=== ITEMS ===
+ + +
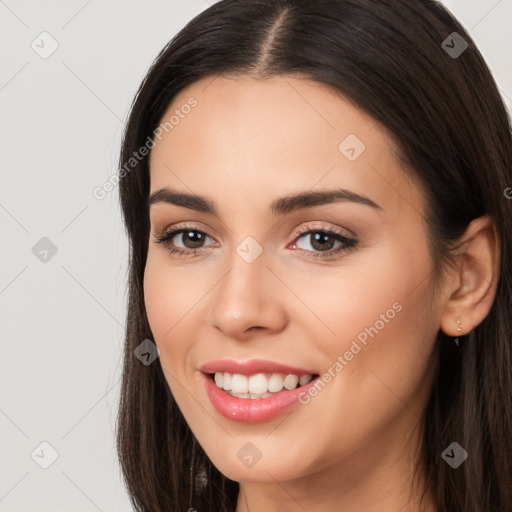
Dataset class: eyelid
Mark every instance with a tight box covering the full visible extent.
[154,221,359,259]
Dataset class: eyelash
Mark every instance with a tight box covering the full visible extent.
[155,225,359,259]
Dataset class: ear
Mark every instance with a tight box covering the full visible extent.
[441,215,501,337]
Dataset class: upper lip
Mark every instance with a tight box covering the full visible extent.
[199,359,317,376]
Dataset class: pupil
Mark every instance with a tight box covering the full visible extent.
[311,232,334,250]
[184,231,202,249]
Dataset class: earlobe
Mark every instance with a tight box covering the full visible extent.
[441,215,500,337]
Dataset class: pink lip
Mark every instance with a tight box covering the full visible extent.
[201,359,319,423]
[202,373,319,423]
[199,359,318,377]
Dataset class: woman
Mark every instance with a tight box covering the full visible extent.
[118,0,512,512]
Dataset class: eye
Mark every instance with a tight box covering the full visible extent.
[293,222,357,258]
[155,226,213,255]
[155,225,358,258]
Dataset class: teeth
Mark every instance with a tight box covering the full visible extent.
[214,372,313,399]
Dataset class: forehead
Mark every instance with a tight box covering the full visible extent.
[150,76,422,219]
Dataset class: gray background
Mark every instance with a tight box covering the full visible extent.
[0,0,512,512]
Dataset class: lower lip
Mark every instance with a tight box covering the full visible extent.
[202,373,318,423]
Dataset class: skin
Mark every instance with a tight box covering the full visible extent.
[144,76,499,512]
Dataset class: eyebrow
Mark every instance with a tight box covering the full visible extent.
[148,187,382,216]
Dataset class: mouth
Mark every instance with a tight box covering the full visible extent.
[201,372,319,423]
[206,372,319,400]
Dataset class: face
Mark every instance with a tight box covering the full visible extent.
[144,77,441,488]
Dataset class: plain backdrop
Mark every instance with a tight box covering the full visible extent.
[0,0,512,512]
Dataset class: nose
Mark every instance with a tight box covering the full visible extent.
[208,248,288,341]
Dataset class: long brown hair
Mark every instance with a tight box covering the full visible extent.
[117,0,512,512]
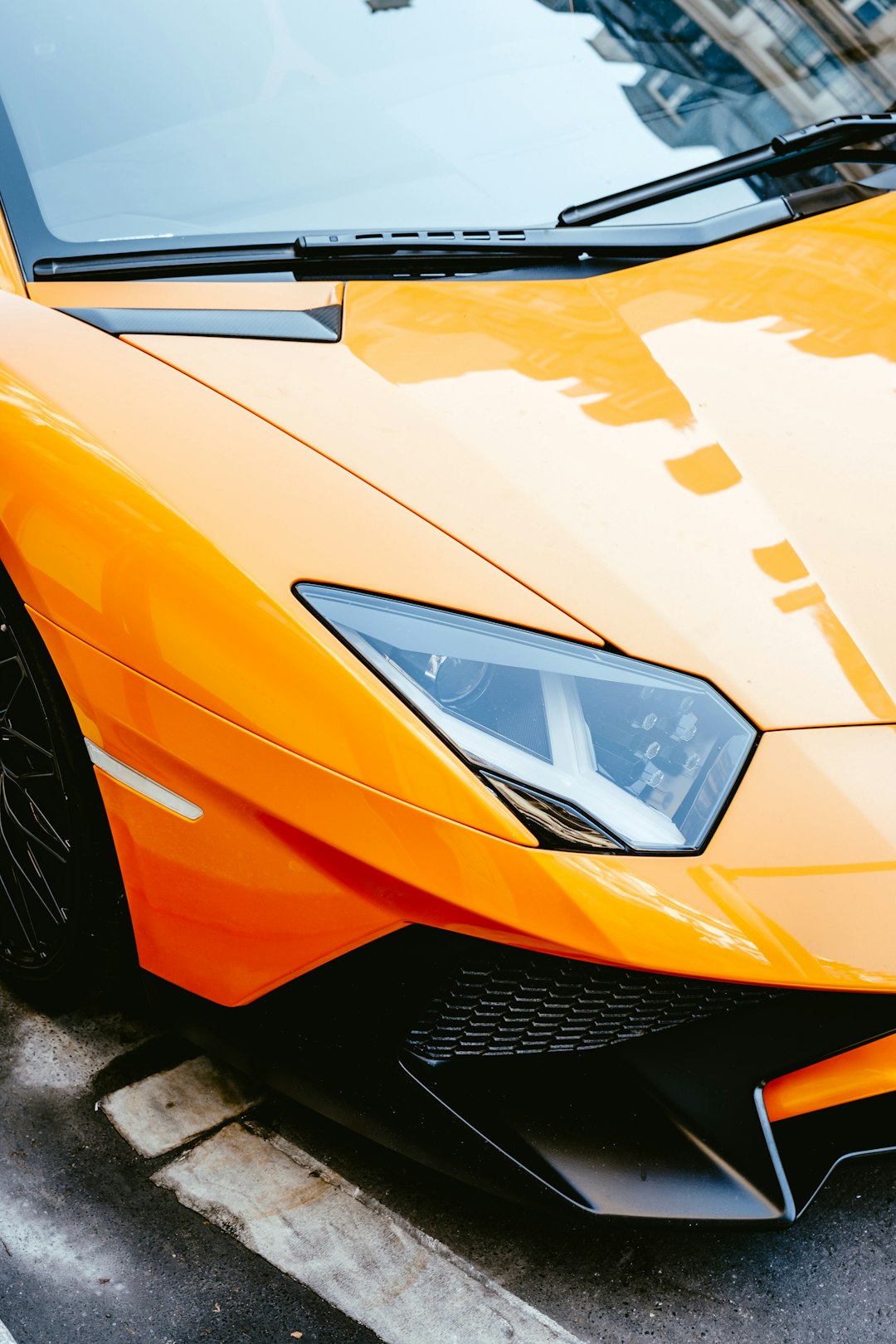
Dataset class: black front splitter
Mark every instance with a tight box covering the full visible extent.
[141,928,896,1225]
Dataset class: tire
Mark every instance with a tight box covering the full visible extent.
[0,570,136,1006]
+ + +
Reproduce the rows from the beginning through the line that contains "[150,76,422,219]", both ends included, with the requests kept and -105 added to every bounding box coordinate in the answers. Leave the pictures out of your answer.

Dataset class: eyelid
Mark every instance with a tight box covering the full visible extent.
[49,116,254,154]
Dataset class: eyelash
Mark every instance with a tight box covering the full visible extent.
[50,120,254,154]
Dataset class: ear
Mark every instance with a tight box covering the full visible extent.
[336,110,396,232]
Dataset class: upper lip
Mark every instance with a tight box covering the full visible extent.
[94,254,212,271]
Dataset class: pupil
Mark every instance with a tight box covering the full visible extent.
[206,127,229,145]
[79,126,97,144]
Dataset class: earlobe
Mark every instance with a tight box covering the full visible extent.
[336,110,395,232]
Dataset class: pink lip
Mark every instance with a tight box covering the full visible extent.
[96,254,214,318]
[97,268,214,318]
[94,254,213,272]
Dataset class: woman
Mark every instance with a tight box covering the full visible extent.
[13,-105,407,407]
Dataset class: eye
Mark every instance with a tight box covering the full visible extent.
[188,117,252,153]
[50,121,108,150]
[50,120,253,153]
Dataset class: teeth
Mark every instance with a tight box covering the full visible extent.
[109,267,208,294]
Dataset class: forehead
Mark every instance with a tight box covering the full visible extent.
[45,-29,317,114]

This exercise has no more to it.